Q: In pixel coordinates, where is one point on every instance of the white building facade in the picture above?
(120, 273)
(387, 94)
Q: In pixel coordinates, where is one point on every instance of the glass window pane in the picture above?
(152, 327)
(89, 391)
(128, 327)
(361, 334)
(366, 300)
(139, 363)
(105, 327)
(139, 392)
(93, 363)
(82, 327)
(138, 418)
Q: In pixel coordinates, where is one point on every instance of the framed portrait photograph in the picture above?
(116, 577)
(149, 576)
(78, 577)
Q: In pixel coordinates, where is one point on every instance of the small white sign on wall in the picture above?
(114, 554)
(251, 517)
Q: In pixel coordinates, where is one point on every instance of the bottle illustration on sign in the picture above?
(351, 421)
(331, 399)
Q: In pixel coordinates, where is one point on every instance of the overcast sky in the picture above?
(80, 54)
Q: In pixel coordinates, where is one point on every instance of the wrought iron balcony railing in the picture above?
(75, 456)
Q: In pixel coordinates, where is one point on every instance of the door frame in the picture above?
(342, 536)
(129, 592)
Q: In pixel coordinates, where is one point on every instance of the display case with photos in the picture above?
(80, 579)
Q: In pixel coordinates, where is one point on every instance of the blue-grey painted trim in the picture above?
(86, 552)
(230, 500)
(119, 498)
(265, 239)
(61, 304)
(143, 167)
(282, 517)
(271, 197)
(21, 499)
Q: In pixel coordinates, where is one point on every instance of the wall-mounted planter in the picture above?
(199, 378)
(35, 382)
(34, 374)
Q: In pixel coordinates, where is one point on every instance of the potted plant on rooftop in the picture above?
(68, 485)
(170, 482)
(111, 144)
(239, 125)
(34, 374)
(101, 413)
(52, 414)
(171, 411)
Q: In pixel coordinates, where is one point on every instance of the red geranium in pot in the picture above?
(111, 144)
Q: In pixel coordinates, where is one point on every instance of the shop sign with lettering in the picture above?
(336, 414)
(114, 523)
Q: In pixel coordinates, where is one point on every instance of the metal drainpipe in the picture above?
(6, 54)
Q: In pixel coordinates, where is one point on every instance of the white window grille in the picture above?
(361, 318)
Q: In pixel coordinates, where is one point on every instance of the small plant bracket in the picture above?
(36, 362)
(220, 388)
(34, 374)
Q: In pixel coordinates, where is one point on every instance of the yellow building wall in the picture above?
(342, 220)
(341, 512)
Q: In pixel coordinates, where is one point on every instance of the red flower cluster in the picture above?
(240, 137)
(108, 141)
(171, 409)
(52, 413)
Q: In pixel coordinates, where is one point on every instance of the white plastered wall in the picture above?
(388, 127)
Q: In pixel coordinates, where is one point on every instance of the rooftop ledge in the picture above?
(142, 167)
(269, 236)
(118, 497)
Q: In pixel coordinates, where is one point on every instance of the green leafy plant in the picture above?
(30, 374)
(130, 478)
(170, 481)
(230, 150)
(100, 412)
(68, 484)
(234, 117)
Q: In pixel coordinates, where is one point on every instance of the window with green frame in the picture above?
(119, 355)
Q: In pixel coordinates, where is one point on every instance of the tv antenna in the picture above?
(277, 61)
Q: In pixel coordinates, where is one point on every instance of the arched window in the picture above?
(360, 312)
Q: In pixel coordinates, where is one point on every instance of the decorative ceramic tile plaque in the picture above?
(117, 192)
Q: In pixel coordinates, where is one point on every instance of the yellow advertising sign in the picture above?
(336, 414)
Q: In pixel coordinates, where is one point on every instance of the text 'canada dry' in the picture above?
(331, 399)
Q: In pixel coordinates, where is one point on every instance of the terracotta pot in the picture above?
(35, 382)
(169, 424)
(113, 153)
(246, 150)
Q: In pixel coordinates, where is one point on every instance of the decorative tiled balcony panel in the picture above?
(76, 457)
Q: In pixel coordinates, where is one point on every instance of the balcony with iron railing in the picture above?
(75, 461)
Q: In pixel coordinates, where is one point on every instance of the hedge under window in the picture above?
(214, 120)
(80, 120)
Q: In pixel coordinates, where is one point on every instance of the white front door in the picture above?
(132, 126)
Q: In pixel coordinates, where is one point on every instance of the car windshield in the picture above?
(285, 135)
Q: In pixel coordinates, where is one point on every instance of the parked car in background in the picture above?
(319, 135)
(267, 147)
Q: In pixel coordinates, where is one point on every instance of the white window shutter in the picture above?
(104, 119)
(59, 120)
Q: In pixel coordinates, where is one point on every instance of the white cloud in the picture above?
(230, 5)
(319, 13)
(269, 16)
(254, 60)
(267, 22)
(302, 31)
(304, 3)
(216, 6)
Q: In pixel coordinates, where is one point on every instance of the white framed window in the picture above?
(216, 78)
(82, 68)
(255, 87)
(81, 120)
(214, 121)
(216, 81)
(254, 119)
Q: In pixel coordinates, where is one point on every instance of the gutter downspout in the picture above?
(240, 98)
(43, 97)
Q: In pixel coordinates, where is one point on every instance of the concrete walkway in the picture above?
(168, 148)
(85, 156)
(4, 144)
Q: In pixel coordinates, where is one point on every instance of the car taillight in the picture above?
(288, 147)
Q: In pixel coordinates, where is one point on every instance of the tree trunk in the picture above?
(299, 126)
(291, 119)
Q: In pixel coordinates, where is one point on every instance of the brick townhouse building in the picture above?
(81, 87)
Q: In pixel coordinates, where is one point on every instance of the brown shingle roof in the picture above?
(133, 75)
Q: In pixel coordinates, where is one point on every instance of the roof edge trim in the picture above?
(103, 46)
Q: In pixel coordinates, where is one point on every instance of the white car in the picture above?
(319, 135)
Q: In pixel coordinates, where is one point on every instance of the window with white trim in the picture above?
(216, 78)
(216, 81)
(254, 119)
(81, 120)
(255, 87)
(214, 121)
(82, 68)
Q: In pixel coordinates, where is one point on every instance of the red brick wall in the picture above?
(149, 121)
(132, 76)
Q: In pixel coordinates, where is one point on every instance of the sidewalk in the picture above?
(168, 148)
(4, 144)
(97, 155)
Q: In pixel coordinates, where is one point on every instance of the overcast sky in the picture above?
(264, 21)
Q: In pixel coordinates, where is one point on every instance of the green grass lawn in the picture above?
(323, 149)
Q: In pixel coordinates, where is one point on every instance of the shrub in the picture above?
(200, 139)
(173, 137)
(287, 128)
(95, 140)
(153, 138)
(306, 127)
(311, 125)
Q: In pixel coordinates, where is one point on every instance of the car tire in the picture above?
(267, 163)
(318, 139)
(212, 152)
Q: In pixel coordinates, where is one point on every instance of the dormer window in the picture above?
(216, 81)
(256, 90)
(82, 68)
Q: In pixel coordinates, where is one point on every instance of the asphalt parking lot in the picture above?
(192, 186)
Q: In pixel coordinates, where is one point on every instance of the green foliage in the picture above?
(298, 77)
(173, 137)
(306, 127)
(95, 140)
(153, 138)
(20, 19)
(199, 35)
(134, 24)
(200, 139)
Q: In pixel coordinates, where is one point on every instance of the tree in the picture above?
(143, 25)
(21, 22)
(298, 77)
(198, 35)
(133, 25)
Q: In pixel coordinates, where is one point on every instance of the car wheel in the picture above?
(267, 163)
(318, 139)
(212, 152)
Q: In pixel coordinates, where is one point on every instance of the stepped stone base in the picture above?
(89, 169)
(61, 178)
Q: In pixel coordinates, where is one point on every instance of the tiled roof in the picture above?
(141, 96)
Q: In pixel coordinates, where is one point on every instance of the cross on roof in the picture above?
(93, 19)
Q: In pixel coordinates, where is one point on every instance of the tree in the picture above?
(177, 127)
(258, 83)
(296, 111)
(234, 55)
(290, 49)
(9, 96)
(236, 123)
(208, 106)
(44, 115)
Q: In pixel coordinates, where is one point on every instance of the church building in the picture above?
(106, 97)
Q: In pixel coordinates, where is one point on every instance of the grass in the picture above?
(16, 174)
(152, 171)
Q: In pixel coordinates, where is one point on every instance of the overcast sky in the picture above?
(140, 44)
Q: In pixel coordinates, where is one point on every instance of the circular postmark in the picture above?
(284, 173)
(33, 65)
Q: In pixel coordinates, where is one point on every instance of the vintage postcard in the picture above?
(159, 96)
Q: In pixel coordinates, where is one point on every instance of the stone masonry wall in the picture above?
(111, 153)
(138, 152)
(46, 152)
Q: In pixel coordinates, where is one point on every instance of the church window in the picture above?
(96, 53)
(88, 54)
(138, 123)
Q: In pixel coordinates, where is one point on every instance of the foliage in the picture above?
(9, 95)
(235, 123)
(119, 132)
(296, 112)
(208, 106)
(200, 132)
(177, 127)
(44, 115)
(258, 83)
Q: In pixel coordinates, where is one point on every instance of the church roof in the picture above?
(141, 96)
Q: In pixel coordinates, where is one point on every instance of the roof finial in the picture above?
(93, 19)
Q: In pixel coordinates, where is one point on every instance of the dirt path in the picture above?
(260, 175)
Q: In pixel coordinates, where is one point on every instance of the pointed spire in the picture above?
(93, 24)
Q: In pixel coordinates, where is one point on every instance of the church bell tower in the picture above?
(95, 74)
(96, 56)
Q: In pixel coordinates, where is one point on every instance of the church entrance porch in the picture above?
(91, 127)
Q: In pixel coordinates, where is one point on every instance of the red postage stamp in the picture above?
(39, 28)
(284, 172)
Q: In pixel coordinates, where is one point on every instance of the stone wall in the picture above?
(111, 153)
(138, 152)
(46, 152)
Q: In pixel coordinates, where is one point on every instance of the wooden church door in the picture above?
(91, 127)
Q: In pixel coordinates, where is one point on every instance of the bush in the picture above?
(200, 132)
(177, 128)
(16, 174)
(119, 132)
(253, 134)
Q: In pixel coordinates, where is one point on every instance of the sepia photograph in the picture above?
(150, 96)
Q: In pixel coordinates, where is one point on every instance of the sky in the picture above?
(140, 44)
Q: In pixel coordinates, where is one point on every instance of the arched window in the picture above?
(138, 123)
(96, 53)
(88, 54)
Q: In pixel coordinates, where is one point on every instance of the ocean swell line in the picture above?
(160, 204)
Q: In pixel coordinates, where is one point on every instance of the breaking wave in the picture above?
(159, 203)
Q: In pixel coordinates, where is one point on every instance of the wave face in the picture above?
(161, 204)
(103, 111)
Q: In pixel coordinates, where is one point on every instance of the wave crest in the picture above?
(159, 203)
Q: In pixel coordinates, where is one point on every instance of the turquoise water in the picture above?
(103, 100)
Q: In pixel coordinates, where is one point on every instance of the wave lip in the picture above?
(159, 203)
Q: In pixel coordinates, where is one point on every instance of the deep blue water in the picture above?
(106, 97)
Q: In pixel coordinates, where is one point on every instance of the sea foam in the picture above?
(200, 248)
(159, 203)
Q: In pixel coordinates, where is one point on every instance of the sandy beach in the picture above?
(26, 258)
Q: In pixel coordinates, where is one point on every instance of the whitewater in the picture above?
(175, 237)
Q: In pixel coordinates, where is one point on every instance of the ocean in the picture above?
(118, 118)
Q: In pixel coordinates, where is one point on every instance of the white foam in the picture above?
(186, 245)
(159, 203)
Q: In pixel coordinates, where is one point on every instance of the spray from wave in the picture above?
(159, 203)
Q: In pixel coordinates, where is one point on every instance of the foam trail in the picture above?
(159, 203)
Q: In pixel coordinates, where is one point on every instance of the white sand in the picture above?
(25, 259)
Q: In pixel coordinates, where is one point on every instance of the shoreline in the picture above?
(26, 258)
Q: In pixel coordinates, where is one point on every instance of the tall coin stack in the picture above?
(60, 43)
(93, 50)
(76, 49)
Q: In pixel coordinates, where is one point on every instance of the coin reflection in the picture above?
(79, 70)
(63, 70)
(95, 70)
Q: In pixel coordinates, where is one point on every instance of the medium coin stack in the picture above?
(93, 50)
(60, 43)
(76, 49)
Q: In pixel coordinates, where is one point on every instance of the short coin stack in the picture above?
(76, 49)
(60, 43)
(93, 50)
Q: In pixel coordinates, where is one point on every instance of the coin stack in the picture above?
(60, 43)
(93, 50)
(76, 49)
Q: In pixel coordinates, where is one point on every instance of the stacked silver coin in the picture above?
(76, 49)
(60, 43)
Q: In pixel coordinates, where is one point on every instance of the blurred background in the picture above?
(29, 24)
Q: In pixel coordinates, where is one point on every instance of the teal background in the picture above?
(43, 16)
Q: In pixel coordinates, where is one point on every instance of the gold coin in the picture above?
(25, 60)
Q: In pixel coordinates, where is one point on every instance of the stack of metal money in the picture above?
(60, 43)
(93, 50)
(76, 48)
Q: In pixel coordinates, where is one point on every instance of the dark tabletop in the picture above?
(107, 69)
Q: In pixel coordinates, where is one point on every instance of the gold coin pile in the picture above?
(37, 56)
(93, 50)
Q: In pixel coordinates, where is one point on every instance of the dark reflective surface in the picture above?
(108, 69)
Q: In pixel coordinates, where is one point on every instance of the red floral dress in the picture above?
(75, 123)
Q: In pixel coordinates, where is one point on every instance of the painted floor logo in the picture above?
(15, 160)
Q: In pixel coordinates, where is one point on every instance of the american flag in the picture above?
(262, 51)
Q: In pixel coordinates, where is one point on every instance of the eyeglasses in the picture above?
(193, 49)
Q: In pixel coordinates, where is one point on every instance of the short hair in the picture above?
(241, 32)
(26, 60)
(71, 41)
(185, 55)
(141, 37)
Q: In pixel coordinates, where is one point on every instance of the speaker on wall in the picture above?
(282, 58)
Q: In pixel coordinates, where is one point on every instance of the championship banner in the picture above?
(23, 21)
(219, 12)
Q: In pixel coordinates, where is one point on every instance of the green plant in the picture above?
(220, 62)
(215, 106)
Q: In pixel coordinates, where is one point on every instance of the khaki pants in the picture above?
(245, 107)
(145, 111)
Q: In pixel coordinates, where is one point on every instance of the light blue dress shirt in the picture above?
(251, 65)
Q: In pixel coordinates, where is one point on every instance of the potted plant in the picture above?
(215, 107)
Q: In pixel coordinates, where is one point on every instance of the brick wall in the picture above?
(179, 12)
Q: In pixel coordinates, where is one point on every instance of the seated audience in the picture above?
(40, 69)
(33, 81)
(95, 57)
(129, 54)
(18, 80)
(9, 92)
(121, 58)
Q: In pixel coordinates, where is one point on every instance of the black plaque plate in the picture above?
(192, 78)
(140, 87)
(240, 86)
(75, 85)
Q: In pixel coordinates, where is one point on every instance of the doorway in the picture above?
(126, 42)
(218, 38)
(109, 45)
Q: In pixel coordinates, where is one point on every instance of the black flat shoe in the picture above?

┄┄┄┄┄┄

_Required work:_ Begin with the line that contains "tabletop in the picture above?" and quote each line after it exactly, stopping after the last line of the data.

_Response below:_
Q: In pixel coordinates, where is one point on every instance of the dark tabletop in the picture above?
(107, 69)
Q: In pixel coordinates, where is one point on every instance of the gold coin pile in the picture above?
(37, 56)
(93, 50)
Q: In pixel coordinates, where is one point on every instance of the dark reflective surface in the picture above?
(108, 69)
Q: In pixel coordinates, where is one point on every instance of the red floral dress in the picture above?
(75, 123)
Q: In pixel coordinates, where is one point on every instance of the painted floor logo in the picture above?
(15, 160)
Q: In pixel coordinates, where is one point on every instance of the american flag in the picture above?
(262, 51)
Q: In pixel coordinates, where is one point on every instance of the eyeglasses in the picture above?
(193, 49)
Q: In pixel coordinates, where is one point on every instance of the short hair in the picture above?
(241, 32)
(26, 60)
(71, 41)
(185, 55)
(141, 37)
Q: In pixel coordinates, where is one point on every instance of the speaker on wall in the picture above?
(282, 58)
Q: In pixel coordinates, where is one point on every instance of the championship banner in the picture above?
(23, 21)
(219, 12)
Q: In pixel coordinates, where is one point on every instance of the green plant in the picture above?
(220, 62)
(215, 106)
Q: In pixel coordinates, where is one point on every instance of the khaki pants in the picture above?
(245, 107)
(145, 111)
Q: In pixel coordinates, where is one point on every instance of the light blue dress shirt in the picture above?
(251, 65)
Q: In pixel coordinates, where is one point on every instance of the potted plant in the picture above?
(215, 107)
Q: In pixel coordinates, where is one point on every instance of the brick wall in the picture above?
(179, 12)
Q: In pixel coordinates, where is one point on every instance of the seated audience in the picture above?
(40, 69)
(33, 81)
(95, 57)
(129, 54)
(18, 80)
(9, 92)
(121, 58)
Q: In pixel coordinates, where is one point on every instance of the black plaque plate in the picture above?
(192, 78)
(140, 87)
(240, 86)
(75, 85)
Q: In pixel coordinates, where is one point on every instance of the doorway in the picture above?
(126, 42)
(218, 38)
(109, 45)
Q: In pixel coordinates, where is one point on every instance of the black flat shoe in the picture above?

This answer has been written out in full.